### What you will do:
What is needed is a word-for-word restatement of all the entries.

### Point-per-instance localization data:
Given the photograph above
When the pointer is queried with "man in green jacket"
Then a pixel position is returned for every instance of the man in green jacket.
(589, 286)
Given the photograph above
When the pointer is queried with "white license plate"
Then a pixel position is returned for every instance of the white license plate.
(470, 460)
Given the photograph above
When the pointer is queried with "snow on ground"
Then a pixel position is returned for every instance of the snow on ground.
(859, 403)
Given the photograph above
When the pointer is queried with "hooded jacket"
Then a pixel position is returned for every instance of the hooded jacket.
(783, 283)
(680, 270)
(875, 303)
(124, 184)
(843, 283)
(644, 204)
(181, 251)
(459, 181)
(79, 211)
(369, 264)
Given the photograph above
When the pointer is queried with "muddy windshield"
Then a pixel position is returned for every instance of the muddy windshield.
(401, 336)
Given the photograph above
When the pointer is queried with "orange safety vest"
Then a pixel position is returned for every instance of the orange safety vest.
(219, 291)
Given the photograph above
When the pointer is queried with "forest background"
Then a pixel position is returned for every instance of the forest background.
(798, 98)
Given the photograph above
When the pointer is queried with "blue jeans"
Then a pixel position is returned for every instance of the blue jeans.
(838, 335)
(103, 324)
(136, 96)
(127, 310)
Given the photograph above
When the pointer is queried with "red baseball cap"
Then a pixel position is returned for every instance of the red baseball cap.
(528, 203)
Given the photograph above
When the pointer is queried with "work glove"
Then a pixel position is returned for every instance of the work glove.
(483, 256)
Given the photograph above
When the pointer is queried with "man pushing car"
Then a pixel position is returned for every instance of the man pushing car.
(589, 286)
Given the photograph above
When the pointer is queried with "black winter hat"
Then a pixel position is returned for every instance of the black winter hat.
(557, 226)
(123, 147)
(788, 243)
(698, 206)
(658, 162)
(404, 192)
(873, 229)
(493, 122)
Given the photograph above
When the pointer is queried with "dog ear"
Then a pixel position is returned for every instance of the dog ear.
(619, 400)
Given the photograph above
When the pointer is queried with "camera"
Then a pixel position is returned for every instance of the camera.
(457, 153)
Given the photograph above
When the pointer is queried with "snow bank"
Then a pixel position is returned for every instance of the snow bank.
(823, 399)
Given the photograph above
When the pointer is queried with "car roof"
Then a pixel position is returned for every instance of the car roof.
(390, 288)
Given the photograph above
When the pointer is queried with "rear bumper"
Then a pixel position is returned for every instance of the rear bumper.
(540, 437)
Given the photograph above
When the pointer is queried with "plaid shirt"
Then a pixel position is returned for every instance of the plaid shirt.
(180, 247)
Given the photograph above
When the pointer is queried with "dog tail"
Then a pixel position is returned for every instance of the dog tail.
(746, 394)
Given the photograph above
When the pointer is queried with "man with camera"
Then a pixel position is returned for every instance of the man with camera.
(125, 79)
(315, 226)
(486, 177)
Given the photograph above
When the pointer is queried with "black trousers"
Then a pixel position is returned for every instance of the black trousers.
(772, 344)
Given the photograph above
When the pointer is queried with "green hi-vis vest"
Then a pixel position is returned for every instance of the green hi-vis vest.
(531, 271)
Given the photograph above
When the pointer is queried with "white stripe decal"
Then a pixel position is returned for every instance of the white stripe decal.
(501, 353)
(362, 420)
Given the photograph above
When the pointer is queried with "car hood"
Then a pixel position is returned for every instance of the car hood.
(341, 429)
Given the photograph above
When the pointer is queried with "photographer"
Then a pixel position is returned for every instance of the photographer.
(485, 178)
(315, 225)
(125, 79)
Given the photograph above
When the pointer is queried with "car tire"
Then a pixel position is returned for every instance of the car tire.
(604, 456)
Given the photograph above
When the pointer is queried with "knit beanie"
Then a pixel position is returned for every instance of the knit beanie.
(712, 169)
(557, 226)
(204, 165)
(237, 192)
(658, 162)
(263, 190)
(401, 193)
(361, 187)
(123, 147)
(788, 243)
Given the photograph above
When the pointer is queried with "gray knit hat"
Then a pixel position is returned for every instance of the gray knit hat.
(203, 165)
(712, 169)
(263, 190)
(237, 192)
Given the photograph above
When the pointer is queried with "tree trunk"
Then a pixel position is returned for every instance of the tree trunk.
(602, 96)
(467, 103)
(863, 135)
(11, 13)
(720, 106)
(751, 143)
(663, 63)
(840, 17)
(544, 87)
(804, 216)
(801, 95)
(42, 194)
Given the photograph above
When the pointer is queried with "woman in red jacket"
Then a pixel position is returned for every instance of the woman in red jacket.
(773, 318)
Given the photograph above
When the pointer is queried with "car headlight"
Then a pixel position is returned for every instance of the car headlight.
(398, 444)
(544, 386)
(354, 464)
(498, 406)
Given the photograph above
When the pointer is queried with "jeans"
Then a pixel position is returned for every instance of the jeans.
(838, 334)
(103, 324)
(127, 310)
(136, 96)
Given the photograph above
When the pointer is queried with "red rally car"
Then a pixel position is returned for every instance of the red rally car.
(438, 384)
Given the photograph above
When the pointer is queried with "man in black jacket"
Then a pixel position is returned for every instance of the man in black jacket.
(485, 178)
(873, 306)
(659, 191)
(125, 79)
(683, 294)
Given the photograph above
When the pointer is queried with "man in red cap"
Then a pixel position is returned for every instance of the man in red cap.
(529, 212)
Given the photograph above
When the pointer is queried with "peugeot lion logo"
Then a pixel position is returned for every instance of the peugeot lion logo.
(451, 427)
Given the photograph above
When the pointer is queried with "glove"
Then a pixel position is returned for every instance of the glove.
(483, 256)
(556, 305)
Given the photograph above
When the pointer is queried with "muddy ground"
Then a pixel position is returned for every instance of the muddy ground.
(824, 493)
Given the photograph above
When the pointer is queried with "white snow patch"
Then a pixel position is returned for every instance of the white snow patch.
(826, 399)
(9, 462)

### Solution to the exercise:
Given the photograph above
When the pointer is queried with "man in green jacket"
Then a pixel position is returned for every instance of the man in green jacket.
(589, 286)
Given the photograph above
When the pointer is queried with "white license plate"
Then a pixel position is returned for every instance of the white license plate.
(470, 460)
Given the photograph above
When the pointer is queried with "snow on ground"
Then a pixel position is returned for every instance of the snow on ground.
(859, 403)
Given the photograph above
When the pointer is queried with "hooded jacket"
Then a pixel position is returned for every instance of the hooded jacket.
(783, 283)
(680, 270)
(875, 303)
(124, 184)
(843, 283)
(644, 204)
(181, 251)
(459, 181)
(79, 211)
(369, 264)
Given the photograph above
When the pointer is queried with "muddy windshield"
Then a pixel position is returned for every instance of the muddy windshield.
(401, 336)
Given the photograph above
When the pointer is queried with "orange safety vest"
Then a pixel position is returned for every instance of the orange safety vest.
(219, 291)
Given the photograph above
When the pointer is queried with "forest background"
Then a pixel position is returned for every instance of the forest background.
(798, 98)
Given the photograph above
When the pointer is queried with "blue jeans"
Then a pixel position is returned for every instance of the blue jeans.
(838, 335)
(103, 324)
(136, 96)
(127, 310)
Given the photograph above
When the pointer is queried with "red baseball cap"
Then a pixel position is returned for every instance of the red baseball cap.
(528, 203)
Given the photograph above
When the pointer is queried with "work glove"
Then a pixel position is returned for every instance of the work glove.
(483, 256)
Given the photograph above
When the pointer is queried with "man pushing car"
Then a pixel position is returned for every instance of the man pushing car.
(589, 286)
Given the photograph above
When the pointer is queried with "black winter hat"
Then a pixel position is returned for every instance of the black winter hat.
(557, 226)
(123, 147)
(788, 243)
(698, 206)
(658, 162)
(404, 192)
(873, 229)
(493, 122)
Given the photograph above
When the pointer is queried with "dog ear"
Then a pixel position is returned for every instance of the dog ear.
(619, 400)
Given the photograph above
When the pointer is queried with "camera"
Then a pixel position is returned for every instance of the camera.
(457, 153)
Given the photograph above
When the pointer is queried with "snow bank"
Then a pixel position is returned for every instance of the snow bank.
(823, 399)
Given the photograph above
When the pointer is queried with "car roof"
Then a pixel position is returned for every instance of the car roof.
(390, 288)
Given the photograph above
When the pointer is queried with "rear bumper"
Then a pixel position is returned for every instance of the rear bumper.
(540, 437)
Given the photograph above
When the pointer is queried with "plaid shirt"
Then a pixel position is returned for every instance of the plaid shirt.
(180, 247)
Given the photograph above
When the pointer is queried with "dog tail"
Then a pixel position is returned for every instance of the dog tail.
(746, 394)
Given the photograph above
When the pointer is queried with "man with camera"
Then a pixel position is returned for every instance of the man with camera.
(125, 79)
(315, 226)
(486, 177)
Given the photograph above
When the pointer is queried with "black trousers"
Then a pixel position is returned for every instance of the black trousers.
(772, 344)
Given the photograph above
When the pointer is queried with "green hi-vis vest"
Then a pixel position is returned for every instance of the green hi-vis vest.
(531, 271)
Given the photograph above
When the pointer is queried with "white stripe decal"
Then a pixel position is returned for every instance of the white stripe decal.
(501, 353)
(362, 420)
Given the photograph above
When the pointer is queried with "car hood"
Then a pixel position is returned for every instance of the car hood.
(341, 429)
Given the photograph above
When the pointer is queried with "photographer"
Then a pixel position is returned for every instance of the photographer.
(485, 178)
(315, 225)
(125, 79)
Given the photograph above
When the pointer is queried with "car tire"
Then a pixel position is returned for every instance of the car tire.
(604, 456)
Given the photograph above
When the pointer is queried with "knit beanie"
Then a pixel position is returned for every instance of the knit beanie.
(712, 169)
(557, 226)
(204, 165)
(237, 192)
(658, 162)
(263, 190)
(401, 193)
(361, 187)
(123, 147)
(788, 243)
Given the photograph above
When the pointer is queried with "gray knit hat"
Then a pixel position is returned for every instance of the gray knit hat.
(203, 165)
(712, 169)
(263, 190)
(237, 192)
Given the photograph above
When the pointer is queried with "tree trunk"
Then a pixel position is returned for every instance of the tree trunk.
(602, 96)
(467, 103)
(863, 135)
(11, 13)
(720, 106)
(751, 143)
(663, 63)
(840, 17)
(544, 87)
(804, 216)
(801, 95)
(42, 194)
Given the photograph above
When the pointer is queried with "woman in red jacket"
Then a pixel position is returned for every instance of the woman in red jacket.
(773, 318)
Given the photograph above
When the pointer is queried with "car headlight"
Then a pixel position is returned for every instance of the car headlight.
(398, 444)
(544, 386)
(354, 464)
(498, 406)
Given the photograph above
When the pointer is queried with "jeans"
Then a pixel position is returned for every instance of the jeans.
(838, 334)
(103, 324)
(127, 310)
(136, 96)
Given the photograph above
When the pointer is queried with "red rally car"
Then a pixel position is returned for every instance of the red rally car.
(438, 384)
Given the photograph above
When the pointer is queried with "man in black jacket"
Then a pixel position is returned for every instance of the man in black jacket.
(485, 178)
(873, 306)
(659, 191)
(125, 79)
(683, 294)
Given the photograph above
When the pointer is queried with "man in red cap"
Then a pixel position is returned for every instance of the man in red cap.
(529, 212)
Given the photograph above
When the pointer is queried with "peugeot lion logo"
Then a pixel position is returned for every instance of the peugeot lion logo.
(451, 427)
Given the photograph above
When the pointer is queried with "glove"
Then a pixel position is returned for every instance of the glove.
(483, 256)
(556, 305)
Given the photograph above
When the pointer is queried with "muddy ground"
Then a pixel position is returned for every instance of the muddy ground.
(824, 493)
Given the photograph above
When the pointer is queried with "white snow patch"
Then a pixel position is returned for every instance of the white snow patch.
(826, 399)
(9, 462)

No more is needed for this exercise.